§ **THE EXERCISE**
Quote the material starting at the line that contains "One point belongs to each instance of the bare" and ending at the line that contains "[[93, 57], [94, 72], [110, 26]]", including both of those lines.

--- Begin ---

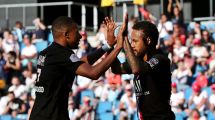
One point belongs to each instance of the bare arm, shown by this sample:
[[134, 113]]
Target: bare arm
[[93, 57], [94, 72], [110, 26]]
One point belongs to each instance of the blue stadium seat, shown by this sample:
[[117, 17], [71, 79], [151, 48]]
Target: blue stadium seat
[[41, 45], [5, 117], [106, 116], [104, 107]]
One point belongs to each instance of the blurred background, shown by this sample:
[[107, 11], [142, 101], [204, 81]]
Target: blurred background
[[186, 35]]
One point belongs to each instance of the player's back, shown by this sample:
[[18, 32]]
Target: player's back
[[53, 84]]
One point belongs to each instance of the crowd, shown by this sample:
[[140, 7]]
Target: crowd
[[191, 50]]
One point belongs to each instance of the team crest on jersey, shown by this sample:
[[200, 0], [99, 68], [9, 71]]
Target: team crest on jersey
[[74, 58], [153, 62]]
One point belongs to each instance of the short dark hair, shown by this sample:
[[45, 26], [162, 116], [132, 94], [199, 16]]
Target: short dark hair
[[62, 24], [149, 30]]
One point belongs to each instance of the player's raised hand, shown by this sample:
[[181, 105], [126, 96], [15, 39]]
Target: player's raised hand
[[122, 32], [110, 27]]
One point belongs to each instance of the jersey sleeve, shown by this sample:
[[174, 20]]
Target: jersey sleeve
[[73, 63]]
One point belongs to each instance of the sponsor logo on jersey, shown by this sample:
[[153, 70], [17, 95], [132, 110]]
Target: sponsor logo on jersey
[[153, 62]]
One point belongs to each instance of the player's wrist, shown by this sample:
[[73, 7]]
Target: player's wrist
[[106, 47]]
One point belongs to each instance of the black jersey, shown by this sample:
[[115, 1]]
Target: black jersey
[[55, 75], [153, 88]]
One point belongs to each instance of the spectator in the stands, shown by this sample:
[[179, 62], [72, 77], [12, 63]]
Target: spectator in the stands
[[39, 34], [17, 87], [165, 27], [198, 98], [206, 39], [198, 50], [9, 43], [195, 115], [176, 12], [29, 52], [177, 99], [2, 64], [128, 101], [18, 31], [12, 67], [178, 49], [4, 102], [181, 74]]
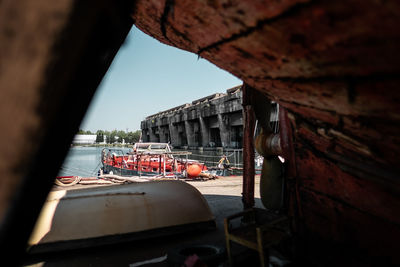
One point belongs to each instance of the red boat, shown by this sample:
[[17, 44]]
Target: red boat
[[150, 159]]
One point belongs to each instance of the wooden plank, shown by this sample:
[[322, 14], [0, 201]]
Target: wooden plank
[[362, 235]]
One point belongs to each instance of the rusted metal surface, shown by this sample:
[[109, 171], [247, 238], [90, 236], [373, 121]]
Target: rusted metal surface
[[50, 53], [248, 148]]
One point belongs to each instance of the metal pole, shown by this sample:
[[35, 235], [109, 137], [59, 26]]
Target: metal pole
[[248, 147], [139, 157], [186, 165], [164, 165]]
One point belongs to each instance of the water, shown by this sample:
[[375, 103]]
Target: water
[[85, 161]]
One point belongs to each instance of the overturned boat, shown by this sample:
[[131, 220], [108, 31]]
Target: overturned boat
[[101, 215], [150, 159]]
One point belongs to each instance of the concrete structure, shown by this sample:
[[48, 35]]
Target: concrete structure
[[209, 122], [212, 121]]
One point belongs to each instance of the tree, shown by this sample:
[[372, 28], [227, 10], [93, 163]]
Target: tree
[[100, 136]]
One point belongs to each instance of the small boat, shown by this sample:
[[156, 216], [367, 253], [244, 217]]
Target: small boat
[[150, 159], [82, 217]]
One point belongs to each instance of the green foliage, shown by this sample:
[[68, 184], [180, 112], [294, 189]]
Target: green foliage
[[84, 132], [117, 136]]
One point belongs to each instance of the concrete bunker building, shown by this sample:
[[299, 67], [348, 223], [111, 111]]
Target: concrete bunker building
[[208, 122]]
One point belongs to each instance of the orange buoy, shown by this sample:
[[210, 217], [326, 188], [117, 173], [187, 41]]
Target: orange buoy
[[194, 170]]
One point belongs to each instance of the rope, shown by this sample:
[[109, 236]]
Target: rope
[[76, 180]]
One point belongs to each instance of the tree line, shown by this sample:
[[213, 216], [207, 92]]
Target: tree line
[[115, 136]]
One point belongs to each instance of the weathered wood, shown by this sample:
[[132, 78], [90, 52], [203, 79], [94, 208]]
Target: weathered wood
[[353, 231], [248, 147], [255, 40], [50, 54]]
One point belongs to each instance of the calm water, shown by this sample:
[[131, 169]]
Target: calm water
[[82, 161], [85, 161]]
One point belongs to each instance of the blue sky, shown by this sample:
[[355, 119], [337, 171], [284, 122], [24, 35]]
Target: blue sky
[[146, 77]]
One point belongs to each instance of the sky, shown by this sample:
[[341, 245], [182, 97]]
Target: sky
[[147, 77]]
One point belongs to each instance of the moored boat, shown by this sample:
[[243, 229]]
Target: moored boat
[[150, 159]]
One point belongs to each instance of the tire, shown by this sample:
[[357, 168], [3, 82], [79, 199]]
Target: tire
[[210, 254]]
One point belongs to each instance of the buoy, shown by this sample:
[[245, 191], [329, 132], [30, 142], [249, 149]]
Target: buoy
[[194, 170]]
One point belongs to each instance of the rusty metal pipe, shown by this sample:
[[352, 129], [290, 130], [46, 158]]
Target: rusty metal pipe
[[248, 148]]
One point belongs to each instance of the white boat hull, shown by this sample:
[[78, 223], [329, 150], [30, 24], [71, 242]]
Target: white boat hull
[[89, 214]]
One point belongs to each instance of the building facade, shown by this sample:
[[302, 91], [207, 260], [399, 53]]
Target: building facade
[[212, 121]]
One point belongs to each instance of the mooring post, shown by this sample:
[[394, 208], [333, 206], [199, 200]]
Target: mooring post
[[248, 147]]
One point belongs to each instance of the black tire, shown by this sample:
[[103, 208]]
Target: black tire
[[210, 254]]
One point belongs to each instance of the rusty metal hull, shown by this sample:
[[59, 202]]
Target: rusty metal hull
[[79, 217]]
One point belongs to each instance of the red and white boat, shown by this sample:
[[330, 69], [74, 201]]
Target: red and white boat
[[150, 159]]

--- End ---
--- Begin ---

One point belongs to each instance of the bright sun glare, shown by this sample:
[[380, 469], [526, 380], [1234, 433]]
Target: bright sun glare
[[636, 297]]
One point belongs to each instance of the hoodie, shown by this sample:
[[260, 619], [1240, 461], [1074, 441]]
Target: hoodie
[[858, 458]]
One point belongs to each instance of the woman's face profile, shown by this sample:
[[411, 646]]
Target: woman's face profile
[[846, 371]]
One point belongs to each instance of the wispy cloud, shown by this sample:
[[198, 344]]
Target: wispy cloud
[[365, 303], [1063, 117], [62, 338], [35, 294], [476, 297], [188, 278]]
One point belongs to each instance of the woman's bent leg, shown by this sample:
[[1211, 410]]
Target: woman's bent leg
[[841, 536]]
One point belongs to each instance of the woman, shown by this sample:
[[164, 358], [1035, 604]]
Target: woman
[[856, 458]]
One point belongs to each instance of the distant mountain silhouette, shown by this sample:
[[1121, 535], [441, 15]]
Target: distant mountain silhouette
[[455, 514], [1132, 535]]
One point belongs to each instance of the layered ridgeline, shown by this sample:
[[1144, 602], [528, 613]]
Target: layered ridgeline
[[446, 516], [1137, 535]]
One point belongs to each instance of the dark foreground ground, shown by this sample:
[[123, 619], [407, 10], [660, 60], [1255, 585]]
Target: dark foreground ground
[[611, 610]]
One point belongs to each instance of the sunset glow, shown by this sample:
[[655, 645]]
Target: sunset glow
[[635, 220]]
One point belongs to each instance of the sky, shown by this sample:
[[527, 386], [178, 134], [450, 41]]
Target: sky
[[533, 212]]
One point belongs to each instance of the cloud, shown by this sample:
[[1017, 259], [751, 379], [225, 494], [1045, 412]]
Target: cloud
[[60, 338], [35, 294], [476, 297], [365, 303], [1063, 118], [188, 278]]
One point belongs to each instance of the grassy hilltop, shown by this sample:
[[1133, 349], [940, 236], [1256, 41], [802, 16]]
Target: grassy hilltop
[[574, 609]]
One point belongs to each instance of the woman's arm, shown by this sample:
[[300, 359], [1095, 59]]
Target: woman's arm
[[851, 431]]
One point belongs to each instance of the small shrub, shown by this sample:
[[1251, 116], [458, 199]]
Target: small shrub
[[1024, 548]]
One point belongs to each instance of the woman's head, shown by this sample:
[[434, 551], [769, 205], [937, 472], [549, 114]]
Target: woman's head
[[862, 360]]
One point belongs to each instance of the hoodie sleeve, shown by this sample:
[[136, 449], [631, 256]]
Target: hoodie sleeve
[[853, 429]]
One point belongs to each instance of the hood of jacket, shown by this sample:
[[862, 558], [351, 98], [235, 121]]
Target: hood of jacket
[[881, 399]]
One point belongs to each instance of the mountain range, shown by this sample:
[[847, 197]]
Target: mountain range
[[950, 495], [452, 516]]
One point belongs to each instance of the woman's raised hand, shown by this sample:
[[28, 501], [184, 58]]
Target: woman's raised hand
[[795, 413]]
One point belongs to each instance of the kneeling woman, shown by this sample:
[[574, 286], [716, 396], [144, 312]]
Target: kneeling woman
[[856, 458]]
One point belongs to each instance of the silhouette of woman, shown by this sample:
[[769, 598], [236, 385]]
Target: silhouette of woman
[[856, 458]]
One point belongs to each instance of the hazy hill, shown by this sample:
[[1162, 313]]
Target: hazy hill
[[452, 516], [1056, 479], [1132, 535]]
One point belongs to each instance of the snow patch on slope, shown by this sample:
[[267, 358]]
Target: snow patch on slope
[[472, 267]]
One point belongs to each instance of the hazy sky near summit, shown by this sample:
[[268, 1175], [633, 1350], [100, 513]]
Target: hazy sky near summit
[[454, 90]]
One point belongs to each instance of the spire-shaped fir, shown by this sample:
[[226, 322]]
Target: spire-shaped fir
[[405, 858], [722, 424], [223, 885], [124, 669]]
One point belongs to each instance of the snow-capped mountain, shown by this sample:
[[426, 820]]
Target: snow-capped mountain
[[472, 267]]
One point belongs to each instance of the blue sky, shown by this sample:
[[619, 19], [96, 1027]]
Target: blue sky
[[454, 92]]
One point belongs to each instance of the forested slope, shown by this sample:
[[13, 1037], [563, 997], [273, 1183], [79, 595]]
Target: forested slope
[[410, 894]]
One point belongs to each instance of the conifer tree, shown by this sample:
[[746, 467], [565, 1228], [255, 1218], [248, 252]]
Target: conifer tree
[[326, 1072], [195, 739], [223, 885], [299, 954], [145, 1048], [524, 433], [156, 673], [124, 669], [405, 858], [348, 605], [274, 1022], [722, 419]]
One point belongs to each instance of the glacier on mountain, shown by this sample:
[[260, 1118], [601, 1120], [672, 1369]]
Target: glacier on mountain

--- End ---

§ **WRITTEN ANSWER**
One point belongs to each instance of the bare arm, shown by this sample:
[[134, 113]]
Target: bare arm
[[93, 57], [94, 72], [110, 26]]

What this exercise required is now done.